Data lines
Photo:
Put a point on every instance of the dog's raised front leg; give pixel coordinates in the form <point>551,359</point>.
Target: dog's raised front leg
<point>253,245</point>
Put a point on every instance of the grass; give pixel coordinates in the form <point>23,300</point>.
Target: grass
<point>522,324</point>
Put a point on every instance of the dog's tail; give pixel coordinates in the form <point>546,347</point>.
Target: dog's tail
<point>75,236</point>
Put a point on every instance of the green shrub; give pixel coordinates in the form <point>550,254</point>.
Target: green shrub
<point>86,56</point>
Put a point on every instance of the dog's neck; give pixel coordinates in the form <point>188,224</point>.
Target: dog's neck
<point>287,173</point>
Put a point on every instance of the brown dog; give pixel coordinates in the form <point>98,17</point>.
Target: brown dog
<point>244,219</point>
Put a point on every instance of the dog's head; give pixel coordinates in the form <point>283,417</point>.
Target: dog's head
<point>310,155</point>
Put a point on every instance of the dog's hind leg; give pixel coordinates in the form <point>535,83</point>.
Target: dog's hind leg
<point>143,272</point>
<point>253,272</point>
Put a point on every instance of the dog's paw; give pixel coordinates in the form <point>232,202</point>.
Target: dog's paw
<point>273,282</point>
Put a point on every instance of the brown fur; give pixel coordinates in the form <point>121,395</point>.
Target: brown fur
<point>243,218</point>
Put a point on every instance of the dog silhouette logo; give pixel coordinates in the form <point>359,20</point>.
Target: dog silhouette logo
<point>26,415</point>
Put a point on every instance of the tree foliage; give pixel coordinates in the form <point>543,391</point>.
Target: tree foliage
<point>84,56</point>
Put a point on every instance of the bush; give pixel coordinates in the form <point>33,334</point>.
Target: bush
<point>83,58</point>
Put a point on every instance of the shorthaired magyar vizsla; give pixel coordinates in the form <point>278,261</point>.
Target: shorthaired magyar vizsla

Short problem
Please repeat the part of the listing that opens with the line containing "Put a point on every instance of the dog silhouette" and continues through the end of the listing, with the requests included. Add -46 to every coordinate in the answers.

Reply to the exercise
Put a point on every instance of the dog silhouette logo; give pixel coordinates in the form <point>359,20</point>.
Target: dog silhouette logo
<point>-20,369</point>
Put a point on every instance of the tree foliage; give pixel coordinates in the form <point>543,391</point>.
Target: tree foliage
<point>38,10</point>
Put a point on every instance of the bush; give pixel coordinates in the form <point>33,334</point>.
Target: bush
<point>37,12</point>
Put a point on every instance of the shorthaired magyar vizsla; give pixel coordinates in the form <point>278,261</point>.
Target: shorthaired magyar vizsla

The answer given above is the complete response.